_TEXT SHOWN_
___
Want to roil hundreds of thousands, if not millions, of people across New York state? All it takes is three words: SUNY tuition hike.
That's exactly what we heard last Tuesday, as the SUNY Board of Trustees approved a 5 percent increase in in-state and out-of-state tuition. It's $220 a year, raising tuition to $4,570 a year for in-state students and $11,140 a year for out-of-state students.
As SUNY students who shoulder the rising cost (or have our parents do it), it's easy to grumble at the situation. Who wants an extra $110 tacked onto the semester bill?
Student trustee Donald Boyce sure didn't, as he was the sole board member who voted against it (the vote was 10-1 with one abstention). He said he supported the overall budget measure, but didn't support the tuition raise.
It's tremendously easy to adopt the mentality that any tuition increase is out of line and simply hurts students. But take this increase with a grain of salt. The last time SUNY raised tuition, in 2003, a budget crunch forced a skyrocket of 28 percent to tuition's current level of $4,350.
Considering this fact, it's easy to see that this measured increase is a much, much better alternative to the big jumps that the system has experienced in the past. Would we forego a 5 percent increase now in favor of a 25 percent jump six or seven years down the road, which would have a much higher impact on state residents?
Behind all of this is the simple fact that SUNY's student population is increasing. According to statistics released the day before the budget measure was approved, the student population increased 2.2 percent this year to a record 426,891 students in the tenth straight year of growth. One cannot expect the system to maintain itself indefinitely on the same budget when the number of students continually rises, along with the constant increase in the cost of providing a higher education.
Also important to consider is that a major goal of the budget increase is to hire 1,000 new full-time professors. This is tremendously important in the era of higher education institutions staffing their lecture halls with more and more part-time adjunct professors, simply because they cannot afford to pay the salaries of a tenured, full-time professor. This unfortunate trend has led to professor turnover at many schools, including Geneseo, as instructors leave jobs they love because they can't afford to live on the meager salaries offered to adjuncts.
The real issue lies not with the SUNY Board, but with a state legislature that's been picky about providing SUNY with the funding it needs.
Like it or not, you still can't get around the fact that a SUNY tuition is cheaper than many other state schools and the national average. For example, at the University of Connecticut's main campus at Storrs, it's $8,842 in-state, and $22,786 out-of-state. At the University of Massachusetts-Amherst, it's $9,921 in-state, and $20,499 out-of-state. Base tuition for the University of California system is $6,730, while the national average at public four-year colleges is $6,125.
In the face of these and massive costs of private schools, a 5 percent tuition raise just isn't anything to cry over.
___
_RECORD SET_
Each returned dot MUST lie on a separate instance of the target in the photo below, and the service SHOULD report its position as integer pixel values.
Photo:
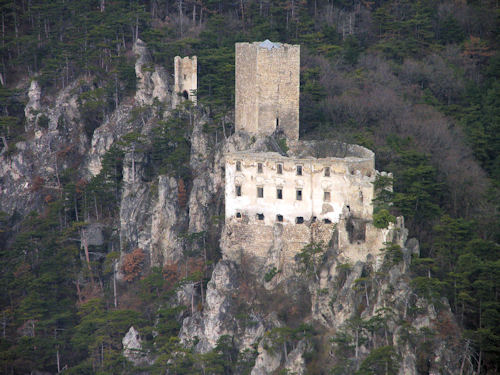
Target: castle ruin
(185, 79)
(267, 88)
(315, 191)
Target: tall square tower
(185, 79)
(267, 88)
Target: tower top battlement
(267, 88)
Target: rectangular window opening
(299, 195)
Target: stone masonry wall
(323, 195)
(185, 78)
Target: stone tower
(267, 88)
(185, 79)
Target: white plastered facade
(324, 194)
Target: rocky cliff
(338, 316)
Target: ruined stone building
(313, 191)
(185, 79)
(267, 88)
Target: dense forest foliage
(418, 82)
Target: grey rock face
(152, 81)
(31, 174)
(216, 319)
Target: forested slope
(418, 82)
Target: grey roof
(269, 45)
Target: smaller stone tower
(185, 79)
(267, 88)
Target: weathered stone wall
(267, 88)
(185, 78)
(348, 186)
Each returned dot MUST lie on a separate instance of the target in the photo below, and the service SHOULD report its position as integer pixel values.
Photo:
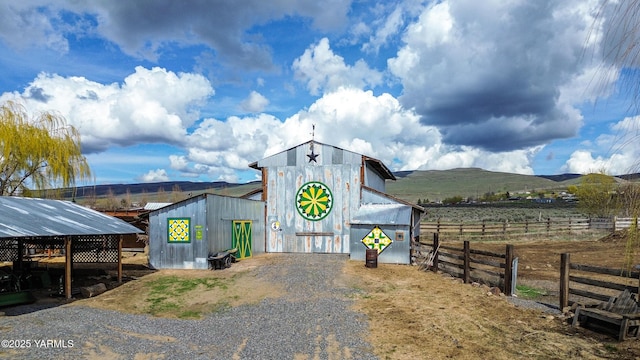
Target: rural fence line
(589, 283)
(549, 226)
(468, 264)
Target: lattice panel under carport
(95, 249)
(8, 249)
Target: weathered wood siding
(210, 225)
(339, 170)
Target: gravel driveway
(312, 320)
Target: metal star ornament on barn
(313, 156)
(377, 240)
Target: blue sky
(177, 90)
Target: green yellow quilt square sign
(377, 239)
(178, 230)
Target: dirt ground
(422, 315)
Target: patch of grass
(165, 294)
(528, 292)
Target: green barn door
(242, 238)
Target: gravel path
(312, 321)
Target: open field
(412, 314)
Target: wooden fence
(549, 226)
(466, 263)
(593, 284)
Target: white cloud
(615, 153)
(349, 118)
(152, 105)
(254, 103)
(497, 75)
(145, 29)
(158, 175)
(324, 71)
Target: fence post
(436, 245)
(548, 225)
(564, 280)
(570, 226)
(508, 270)
(467, 268)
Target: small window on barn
(338, 157)
(291, 157)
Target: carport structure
(85, 235)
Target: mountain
(431, 185)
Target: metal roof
(383, 214)
(32, 217)
(155, 206)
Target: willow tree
(38, 153)
(620, 30)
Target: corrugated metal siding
(33, 217)
(222, 211)
(391, 218)
(373, 180)
(374, 214)
(369, 197)
(165, 255)
(213, 215)
(397, 253)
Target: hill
(431, 185)
(434, 185)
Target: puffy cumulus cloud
(349, 118)
(23, 26)
(158, 175)
(143, 28)
(255, 103)
(152, 105)
(323, 70)
(615, 153)
(496, 75)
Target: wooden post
(67, 267)
(436, 245)
(508, 270)
(570, 224)
(120, 259)
(467, 268)
(564, 280)
(548, 225)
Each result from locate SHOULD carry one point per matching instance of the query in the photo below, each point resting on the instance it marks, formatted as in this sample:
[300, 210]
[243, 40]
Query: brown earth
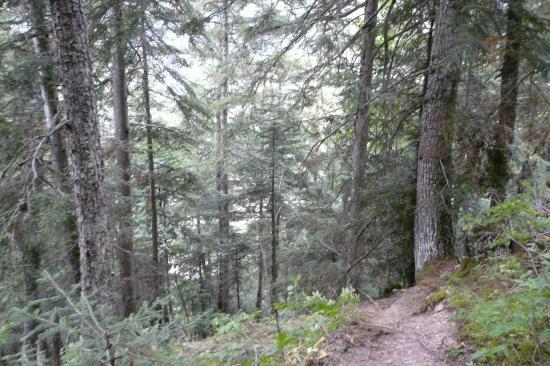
[401, 330]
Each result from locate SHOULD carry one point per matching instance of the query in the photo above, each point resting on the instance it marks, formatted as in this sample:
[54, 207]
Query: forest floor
[405, 329]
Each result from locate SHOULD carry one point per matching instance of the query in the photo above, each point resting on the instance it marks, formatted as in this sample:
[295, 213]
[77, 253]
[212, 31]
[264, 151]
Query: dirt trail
[395, 331]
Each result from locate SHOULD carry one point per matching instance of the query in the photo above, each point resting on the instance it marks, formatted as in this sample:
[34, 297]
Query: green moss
[466, 268]
[436, 297]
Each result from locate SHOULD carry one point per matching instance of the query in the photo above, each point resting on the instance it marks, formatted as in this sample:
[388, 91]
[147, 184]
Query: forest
[274, 182]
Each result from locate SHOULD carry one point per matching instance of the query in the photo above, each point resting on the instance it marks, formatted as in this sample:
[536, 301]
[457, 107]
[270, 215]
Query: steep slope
[409, 328]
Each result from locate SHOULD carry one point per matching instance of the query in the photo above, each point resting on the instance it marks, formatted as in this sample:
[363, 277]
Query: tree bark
[259, 293]
[87, 166]
[124, 238]
[150, 163]
[433, 215]
[31, 259]
[275, 222]
[356, 204]
[222, 177]
[48, 91]
[503, 133]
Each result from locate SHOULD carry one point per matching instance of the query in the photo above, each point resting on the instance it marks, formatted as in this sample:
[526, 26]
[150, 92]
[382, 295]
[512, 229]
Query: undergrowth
[503, 300]
[247, 339]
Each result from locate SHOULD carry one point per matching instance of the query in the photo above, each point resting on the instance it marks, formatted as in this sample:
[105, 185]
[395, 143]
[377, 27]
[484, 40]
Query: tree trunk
[150, 164]
[48, 91]
[433, 215]
[31, 260]
[87, 166]
[503, 133]
[124, 236]
[368, 36]
[222, 178]
[260, 233]
[275, 221]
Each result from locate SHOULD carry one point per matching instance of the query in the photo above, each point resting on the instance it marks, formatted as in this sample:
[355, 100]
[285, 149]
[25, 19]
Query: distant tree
[503, 132]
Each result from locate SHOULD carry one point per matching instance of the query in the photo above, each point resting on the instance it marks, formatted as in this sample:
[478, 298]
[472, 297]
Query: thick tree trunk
[260, 232]
[503, 133]
[222, 178]
[157, 271]
[357, 194]
[124, 237]
[433, 216]
[48, 92]
[87, 167]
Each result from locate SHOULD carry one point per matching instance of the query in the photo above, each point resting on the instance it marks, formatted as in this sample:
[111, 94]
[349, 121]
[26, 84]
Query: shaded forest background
[227, 154]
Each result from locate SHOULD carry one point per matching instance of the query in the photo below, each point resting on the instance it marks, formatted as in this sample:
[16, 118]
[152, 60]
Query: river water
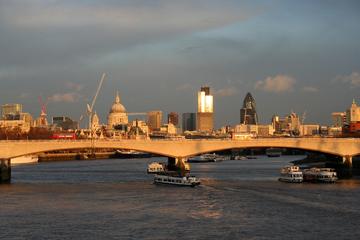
[115, 199]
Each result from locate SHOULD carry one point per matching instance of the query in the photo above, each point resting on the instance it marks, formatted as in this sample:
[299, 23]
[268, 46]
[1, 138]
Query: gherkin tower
[248, 113]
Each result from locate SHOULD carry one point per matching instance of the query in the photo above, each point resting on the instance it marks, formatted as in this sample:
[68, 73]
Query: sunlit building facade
[117, 114]
[248, 113]
[189, 122]
[154, 120]
[205, 113]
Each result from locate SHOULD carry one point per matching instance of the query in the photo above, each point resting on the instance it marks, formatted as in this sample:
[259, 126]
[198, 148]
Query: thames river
[116, 199]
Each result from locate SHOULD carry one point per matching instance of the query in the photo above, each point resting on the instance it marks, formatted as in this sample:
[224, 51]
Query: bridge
[180, 150]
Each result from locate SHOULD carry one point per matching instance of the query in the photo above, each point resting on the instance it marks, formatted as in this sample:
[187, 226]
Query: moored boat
[291, 174]
[27, 159]
[321, 175]
[273, 152]
[156, 167]
[207, 157]
[189, 181]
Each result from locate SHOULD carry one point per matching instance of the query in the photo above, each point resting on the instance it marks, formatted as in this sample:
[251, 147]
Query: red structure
[62, 136]
[354, 127]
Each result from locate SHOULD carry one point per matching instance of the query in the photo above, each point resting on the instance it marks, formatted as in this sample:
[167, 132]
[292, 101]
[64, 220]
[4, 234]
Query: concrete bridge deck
[176, 149]
[344, 147]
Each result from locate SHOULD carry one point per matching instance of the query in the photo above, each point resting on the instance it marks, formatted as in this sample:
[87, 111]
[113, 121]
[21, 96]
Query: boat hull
[176, 181]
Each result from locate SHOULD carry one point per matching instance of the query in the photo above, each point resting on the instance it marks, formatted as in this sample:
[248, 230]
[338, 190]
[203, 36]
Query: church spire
[117, 98]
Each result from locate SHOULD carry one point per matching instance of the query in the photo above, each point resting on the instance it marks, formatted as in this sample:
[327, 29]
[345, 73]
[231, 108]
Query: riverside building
[248, 113]
[205, 113]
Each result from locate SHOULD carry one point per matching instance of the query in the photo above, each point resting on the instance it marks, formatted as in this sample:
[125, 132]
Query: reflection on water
[115, 199]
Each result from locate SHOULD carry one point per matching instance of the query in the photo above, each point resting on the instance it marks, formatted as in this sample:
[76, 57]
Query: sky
[301, 56]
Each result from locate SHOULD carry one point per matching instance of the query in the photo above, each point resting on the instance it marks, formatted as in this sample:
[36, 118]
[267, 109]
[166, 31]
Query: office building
[205, 113]
[154, 120]
[11, 111]
[338, 118]
[173, 118]
[189, 121]
[248, 113]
___
_TASK TO CARRY OUT_
Revise the passage of the text on the SUNY tuition hike from "Like it or not, you" to "colleges is $6,125.", changing "national average" to "nationwide average" throughout. The rows come from a separate source unrelated to the text.

_OUTPUT FOR THIS TASK_
Like it or not, you still can't get around the fact that a SUNY tuition is cheaper than many other state schools and the nationwide average. For example, at the University of Connecticut's main campus at Storrs, it's $8,842 in-state, and $22,786 out-of-state. At the University of Massachusetts-Amherst, it's $9,921 in-state, and $20,499 out-of-state. Base tuition for the University of California system is $6,730, while the nationwide average at public four-year colleges is $6,125.